Objectives:
(a) Please list every way to reduce G&A rates that the forum thread on officer salaries suggests as an alternative to moving officer salary to unallowable.
(b) In the forum thread on officer salaries below, what is the current amount of the universal compensation cap per employee?

Text segment:
Corduroy Frog Posted October 8, 2018 Report Share Posted October 8, 2018 Excessive Officer salaries have been considered Unallowable Cost. One of the figures I've heard would be an excess of $400,000. Can a salary be considered excessive under other conditions, e.g. more than 10% of revenue, or something similar? I would like to move some Officer salary to unallowable to reduce G&A rates... Link to comment Share on other sites More sharing options...
Retreadfed Posted October 8, 2018 Report Share Posted October 8, 2018 CR, have you looked at FAR 31.205-6(p)? Contracts awarded after June 24, 2014 have been subject to a universal compensation cap described in that section. The cap applies to each employee and currently is $525K. In addition to the compensation cap, compensation must be reasonable under FAR 31.201-3 and 31.205-6(b). Thus, even if compensation is below the cap, it may still be unreasonable and unallowable. Link to comment Share on other sites More sharing options...
here_2_help Posted October 8, 2018 Report Share Posted October 8, 2018 5 hours ago, Corduroy Frog said: I would like to move some Officer salary to unallowable to reduce G&A rates... Contractors certainly have that option and the government will, generally, thank them for the voluntary reduction. However, I'm of the opinion that there are better ways to reduce G&A rates besides reducing bottom-line profit. For example, -- Review the G&A base to make sure it complies with CAS 410 requirements -- Review the G&A expense pool to make sure it complies with CAS 410 requirements -- Create a deferred comp plan for executives -- Move marketing to a commission-based paradigm -- Reduce executive office space Hope this helps. Link to comment Share on other sites More sharing options...

Dataset records:

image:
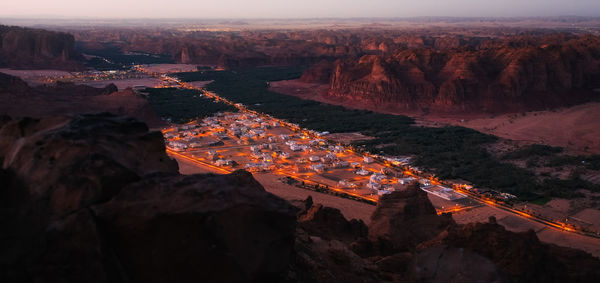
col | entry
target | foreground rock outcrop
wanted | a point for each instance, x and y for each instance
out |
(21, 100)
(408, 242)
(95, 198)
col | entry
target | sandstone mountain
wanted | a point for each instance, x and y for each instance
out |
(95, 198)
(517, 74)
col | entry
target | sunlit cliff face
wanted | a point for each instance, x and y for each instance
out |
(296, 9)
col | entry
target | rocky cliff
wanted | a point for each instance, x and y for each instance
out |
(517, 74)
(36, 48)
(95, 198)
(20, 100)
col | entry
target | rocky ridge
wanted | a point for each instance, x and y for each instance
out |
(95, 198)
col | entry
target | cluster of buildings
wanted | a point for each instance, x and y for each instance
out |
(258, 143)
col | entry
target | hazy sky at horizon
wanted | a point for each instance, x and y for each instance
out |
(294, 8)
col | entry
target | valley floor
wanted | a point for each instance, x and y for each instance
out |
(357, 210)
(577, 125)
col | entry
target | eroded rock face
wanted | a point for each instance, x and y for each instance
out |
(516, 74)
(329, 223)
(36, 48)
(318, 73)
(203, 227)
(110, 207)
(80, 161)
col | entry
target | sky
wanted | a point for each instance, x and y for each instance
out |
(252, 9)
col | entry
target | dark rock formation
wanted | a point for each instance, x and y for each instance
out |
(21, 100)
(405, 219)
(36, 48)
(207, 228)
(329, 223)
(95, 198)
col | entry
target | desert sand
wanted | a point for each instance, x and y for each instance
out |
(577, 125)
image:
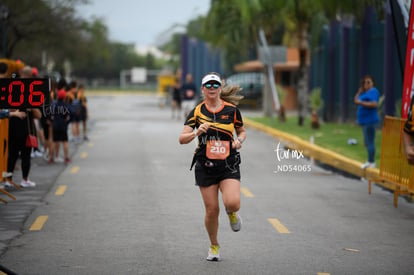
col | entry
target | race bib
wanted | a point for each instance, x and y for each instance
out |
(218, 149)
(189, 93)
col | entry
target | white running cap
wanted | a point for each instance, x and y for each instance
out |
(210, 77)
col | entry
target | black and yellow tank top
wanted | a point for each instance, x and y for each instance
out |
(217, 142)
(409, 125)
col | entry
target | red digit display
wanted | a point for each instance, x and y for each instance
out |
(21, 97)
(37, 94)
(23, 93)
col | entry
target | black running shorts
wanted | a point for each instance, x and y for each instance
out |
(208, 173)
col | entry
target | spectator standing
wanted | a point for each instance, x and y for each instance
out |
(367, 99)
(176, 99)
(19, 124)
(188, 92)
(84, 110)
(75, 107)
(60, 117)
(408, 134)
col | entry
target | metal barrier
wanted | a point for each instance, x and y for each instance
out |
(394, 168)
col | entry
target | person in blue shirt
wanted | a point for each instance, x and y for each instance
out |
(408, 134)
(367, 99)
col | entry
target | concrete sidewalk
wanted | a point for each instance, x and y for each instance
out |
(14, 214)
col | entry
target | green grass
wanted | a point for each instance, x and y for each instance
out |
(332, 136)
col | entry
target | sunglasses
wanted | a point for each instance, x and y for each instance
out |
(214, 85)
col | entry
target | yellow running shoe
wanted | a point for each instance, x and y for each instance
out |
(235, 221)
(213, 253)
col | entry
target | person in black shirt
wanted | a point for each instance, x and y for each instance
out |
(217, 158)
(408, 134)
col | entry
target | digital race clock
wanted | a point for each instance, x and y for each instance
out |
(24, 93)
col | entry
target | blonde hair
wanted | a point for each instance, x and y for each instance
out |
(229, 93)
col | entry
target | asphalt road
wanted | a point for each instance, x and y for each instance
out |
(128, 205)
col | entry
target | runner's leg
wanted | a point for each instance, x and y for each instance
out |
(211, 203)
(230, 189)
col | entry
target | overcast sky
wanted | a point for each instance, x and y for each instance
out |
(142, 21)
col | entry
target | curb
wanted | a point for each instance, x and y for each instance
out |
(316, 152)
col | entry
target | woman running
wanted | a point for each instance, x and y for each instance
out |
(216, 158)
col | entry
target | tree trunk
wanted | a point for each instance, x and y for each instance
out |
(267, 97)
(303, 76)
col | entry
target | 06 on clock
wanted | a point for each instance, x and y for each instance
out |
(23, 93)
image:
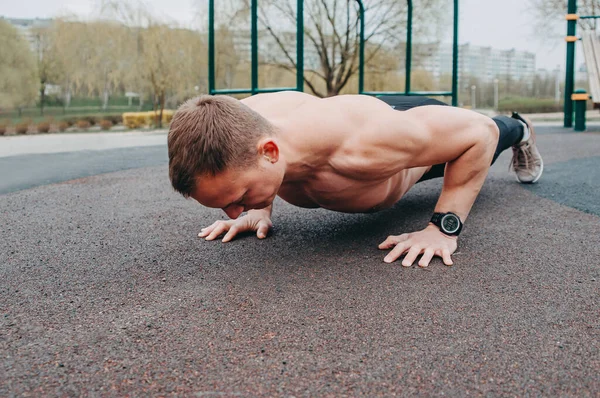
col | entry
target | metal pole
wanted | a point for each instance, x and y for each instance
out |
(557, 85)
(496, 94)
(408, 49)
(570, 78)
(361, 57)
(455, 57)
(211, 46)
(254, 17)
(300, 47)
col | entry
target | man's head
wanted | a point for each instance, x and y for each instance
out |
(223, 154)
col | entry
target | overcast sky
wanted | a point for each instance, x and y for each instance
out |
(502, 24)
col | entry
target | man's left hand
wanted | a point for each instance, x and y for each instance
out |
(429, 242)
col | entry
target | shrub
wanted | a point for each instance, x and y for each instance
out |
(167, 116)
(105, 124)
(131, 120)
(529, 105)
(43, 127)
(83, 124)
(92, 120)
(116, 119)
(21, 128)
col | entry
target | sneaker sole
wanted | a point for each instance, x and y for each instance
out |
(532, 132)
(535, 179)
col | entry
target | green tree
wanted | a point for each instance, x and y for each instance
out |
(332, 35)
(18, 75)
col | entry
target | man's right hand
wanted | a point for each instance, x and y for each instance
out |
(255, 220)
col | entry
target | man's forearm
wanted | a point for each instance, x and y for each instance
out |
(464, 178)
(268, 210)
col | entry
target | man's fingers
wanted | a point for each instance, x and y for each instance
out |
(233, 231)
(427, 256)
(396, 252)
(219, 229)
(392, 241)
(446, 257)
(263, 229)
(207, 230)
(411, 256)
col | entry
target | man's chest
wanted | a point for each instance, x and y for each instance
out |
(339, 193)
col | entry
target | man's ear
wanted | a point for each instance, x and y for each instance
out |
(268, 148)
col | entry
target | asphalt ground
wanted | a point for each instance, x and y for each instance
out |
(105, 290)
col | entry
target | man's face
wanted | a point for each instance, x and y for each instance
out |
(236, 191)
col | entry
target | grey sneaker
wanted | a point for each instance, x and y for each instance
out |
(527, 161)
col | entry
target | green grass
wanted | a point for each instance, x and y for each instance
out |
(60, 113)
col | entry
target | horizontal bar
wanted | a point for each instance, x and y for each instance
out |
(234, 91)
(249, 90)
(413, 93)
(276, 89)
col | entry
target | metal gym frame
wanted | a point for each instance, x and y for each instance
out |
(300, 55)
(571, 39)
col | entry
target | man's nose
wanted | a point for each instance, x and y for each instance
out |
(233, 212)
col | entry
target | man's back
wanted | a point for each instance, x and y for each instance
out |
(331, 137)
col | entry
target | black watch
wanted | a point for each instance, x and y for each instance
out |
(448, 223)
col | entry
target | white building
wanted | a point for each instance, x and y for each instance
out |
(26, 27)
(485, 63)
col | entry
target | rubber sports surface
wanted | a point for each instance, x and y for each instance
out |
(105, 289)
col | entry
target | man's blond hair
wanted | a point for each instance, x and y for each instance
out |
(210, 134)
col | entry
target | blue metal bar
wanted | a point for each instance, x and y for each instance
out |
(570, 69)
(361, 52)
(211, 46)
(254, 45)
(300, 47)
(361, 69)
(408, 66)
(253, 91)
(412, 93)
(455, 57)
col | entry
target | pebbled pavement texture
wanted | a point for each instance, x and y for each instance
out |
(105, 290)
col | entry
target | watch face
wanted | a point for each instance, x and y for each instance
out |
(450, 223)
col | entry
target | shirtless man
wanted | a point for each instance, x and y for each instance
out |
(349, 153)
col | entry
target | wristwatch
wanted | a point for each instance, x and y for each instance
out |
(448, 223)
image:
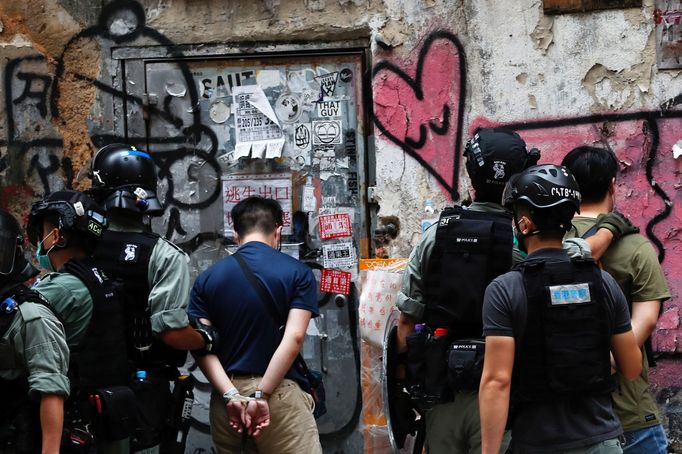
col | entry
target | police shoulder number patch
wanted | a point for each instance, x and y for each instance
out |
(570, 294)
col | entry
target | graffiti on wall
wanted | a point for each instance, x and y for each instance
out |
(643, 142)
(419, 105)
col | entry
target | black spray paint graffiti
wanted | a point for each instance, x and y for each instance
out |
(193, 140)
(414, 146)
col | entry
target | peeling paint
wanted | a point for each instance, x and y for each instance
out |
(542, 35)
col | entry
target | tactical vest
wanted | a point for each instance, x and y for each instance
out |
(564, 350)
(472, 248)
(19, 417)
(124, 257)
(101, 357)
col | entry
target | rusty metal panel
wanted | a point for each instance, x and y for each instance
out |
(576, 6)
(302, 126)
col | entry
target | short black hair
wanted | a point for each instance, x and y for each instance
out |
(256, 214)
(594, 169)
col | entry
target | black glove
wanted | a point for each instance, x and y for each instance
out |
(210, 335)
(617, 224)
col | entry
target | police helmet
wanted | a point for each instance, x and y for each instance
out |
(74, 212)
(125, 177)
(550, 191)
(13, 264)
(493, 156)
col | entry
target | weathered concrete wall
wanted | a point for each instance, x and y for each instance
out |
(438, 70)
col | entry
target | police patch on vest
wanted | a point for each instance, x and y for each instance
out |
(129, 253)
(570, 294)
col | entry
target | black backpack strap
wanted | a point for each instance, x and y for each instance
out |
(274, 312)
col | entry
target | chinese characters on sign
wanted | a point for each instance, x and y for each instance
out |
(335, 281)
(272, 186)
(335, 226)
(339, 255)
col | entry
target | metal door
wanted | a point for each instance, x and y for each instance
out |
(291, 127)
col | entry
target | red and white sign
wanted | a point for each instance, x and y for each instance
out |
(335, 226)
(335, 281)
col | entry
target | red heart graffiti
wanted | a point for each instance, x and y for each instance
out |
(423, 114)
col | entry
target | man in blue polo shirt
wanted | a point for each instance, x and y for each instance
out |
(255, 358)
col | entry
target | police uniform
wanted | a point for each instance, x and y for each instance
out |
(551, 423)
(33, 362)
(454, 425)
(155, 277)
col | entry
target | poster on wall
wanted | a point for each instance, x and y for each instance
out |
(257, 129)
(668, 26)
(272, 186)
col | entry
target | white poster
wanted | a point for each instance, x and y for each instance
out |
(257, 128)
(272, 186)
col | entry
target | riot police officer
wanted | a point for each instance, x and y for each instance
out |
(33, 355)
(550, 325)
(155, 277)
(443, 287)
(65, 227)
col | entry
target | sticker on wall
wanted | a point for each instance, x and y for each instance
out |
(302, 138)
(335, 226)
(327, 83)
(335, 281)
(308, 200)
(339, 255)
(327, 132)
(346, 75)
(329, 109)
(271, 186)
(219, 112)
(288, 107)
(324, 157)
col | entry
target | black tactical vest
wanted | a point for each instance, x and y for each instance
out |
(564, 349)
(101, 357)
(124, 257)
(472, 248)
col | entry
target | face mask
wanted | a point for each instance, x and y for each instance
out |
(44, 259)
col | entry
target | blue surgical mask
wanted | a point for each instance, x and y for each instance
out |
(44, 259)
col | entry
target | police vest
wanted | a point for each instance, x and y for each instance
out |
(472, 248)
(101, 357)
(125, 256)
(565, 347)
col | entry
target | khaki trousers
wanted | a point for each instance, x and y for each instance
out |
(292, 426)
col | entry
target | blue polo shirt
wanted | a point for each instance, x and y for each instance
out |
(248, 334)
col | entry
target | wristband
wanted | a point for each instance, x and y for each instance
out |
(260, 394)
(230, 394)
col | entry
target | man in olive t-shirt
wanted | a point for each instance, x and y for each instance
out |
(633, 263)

--

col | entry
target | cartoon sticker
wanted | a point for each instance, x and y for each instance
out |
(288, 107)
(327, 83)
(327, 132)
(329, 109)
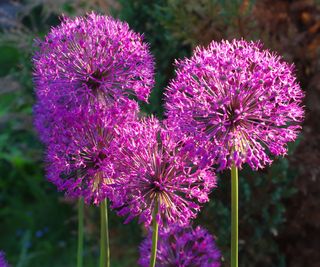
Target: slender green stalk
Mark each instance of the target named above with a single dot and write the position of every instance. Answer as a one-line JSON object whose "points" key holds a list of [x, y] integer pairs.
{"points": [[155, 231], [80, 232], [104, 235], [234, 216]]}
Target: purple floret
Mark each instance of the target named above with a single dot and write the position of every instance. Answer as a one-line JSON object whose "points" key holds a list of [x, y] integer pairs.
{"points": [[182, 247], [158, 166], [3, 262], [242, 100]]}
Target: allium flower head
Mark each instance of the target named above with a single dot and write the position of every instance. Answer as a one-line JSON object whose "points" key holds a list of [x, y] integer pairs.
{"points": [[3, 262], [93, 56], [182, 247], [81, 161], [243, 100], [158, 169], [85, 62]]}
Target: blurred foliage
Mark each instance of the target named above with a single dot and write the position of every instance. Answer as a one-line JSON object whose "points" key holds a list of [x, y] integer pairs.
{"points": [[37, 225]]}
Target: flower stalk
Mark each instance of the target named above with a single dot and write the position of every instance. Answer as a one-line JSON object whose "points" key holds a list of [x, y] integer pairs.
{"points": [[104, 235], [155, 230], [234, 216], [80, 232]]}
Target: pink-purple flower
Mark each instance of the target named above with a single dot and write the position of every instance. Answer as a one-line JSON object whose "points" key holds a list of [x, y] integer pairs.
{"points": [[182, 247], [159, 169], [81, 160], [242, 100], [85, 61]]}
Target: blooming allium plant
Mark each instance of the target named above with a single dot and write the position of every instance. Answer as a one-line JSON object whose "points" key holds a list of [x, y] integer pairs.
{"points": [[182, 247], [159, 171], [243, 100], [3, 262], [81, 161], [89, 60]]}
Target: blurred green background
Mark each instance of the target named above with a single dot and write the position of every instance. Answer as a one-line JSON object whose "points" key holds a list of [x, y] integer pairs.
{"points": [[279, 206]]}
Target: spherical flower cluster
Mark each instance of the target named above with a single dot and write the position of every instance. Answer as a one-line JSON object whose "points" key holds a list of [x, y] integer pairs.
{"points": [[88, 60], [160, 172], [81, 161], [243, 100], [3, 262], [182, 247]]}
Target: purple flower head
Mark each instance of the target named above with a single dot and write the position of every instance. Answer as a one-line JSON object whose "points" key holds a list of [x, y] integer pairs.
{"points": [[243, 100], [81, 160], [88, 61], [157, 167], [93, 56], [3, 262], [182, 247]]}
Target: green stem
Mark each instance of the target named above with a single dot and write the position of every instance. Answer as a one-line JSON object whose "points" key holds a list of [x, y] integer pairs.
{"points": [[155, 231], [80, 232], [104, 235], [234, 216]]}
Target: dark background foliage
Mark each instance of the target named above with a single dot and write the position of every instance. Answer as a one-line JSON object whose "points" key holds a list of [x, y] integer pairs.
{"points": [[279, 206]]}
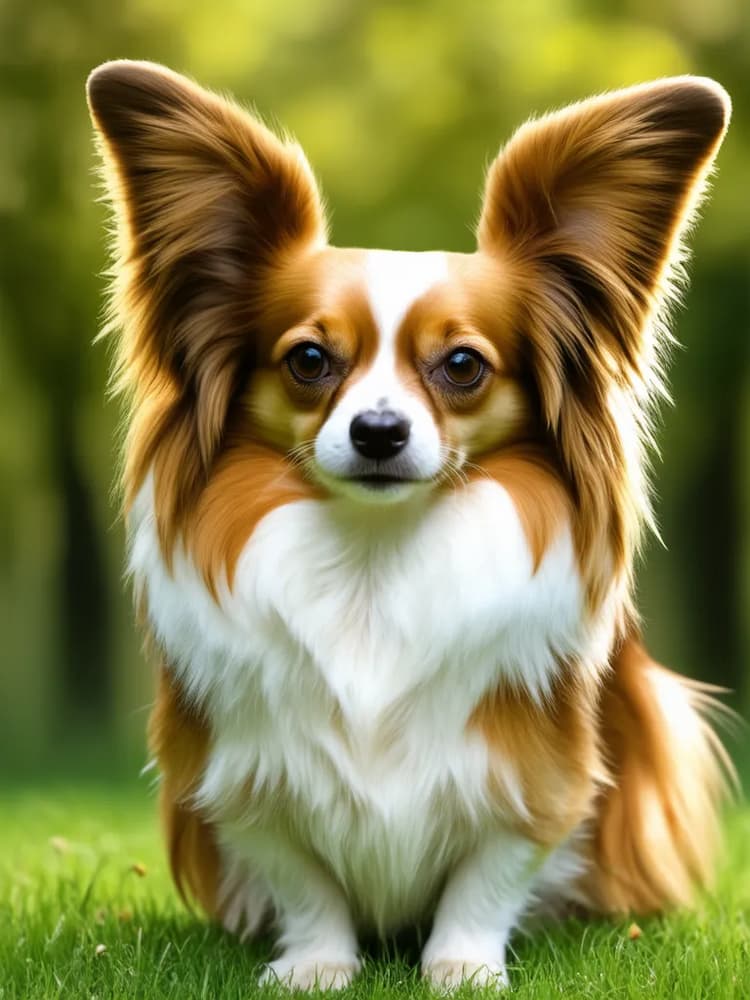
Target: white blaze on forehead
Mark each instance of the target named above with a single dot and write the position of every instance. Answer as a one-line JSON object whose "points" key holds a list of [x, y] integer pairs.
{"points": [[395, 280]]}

* * *

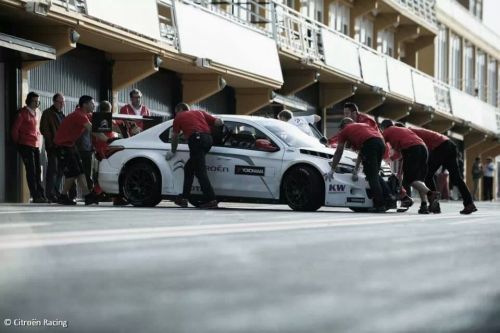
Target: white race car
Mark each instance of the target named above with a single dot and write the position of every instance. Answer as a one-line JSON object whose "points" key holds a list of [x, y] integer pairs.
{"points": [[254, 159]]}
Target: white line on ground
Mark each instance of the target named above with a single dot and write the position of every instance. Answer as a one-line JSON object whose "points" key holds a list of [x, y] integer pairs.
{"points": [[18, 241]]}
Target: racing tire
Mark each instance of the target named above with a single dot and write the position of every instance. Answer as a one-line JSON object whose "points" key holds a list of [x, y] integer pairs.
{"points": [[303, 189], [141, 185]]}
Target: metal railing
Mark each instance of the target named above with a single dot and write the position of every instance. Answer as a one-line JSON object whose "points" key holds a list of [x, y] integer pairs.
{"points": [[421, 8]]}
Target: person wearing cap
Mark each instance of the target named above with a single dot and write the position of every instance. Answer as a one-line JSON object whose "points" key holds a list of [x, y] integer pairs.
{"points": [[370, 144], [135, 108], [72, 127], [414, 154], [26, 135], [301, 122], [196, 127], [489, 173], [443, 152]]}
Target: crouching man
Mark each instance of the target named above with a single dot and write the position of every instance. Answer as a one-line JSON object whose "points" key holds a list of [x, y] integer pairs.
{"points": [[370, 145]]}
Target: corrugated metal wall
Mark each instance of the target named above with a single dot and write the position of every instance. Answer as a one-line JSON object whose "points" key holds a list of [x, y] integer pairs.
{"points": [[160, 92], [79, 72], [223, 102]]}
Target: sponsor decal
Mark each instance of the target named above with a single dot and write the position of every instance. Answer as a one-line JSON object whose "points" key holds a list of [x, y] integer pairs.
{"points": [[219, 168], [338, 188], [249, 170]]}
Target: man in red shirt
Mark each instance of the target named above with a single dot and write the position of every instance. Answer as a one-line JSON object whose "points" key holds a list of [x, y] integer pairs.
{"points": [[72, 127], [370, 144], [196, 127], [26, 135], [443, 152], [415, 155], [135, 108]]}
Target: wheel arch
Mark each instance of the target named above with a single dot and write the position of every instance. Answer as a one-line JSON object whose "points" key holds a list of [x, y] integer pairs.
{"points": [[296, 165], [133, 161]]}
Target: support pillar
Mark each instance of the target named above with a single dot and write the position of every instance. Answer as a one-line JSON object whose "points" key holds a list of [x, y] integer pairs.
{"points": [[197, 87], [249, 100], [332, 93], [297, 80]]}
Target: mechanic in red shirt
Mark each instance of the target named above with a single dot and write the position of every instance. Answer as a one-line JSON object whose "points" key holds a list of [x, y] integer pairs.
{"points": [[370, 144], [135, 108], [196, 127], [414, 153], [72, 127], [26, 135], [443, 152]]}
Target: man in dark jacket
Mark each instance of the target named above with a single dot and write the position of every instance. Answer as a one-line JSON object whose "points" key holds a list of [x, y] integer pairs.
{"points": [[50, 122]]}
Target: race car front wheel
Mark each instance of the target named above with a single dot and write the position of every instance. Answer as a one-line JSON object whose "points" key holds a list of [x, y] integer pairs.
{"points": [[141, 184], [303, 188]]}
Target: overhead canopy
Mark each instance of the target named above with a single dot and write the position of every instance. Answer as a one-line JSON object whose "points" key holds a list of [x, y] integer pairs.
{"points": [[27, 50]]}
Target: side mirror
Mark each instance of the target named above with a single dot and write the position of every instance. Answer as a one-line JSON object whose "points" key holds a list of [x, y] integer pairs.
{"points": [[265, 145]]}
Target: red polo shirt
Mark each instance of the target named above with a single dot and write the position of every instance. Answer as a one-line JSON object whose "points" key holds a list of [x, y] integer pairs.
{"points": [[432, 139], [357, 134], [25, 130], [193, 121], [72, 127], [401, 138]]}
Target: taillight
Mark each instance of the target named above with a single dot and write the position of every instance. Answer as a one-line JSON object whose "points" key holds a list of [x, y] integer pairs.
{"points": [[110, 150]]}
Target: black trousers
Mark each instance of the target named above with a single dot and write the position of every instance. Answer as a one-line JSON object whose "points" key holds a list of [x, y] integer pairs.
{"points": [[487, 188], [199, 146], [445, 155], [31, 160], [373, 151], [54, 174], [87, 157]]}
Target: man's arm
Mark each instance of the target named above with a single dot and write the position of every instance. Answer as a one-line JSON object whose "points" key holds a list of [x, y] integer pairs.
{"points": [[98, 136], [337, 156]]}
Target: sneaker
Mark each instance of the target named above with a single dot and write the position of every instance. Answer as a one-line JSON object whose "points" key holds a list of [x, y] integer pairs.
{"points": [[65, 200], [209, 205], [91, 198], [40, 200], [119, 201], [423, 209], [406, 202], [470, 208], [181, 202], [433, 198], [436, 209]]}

Outputs for the tasks:
(a)
- Review the G&A base to make sure it complies with CAS 410 requirements
- Review the G&A expense pool to make sure it complies with CAS 410 requirements
- Create a deferred comp plan for executives
- Move marketing to a commission-based paradigm
- Reduce executive office space

(b) $525K.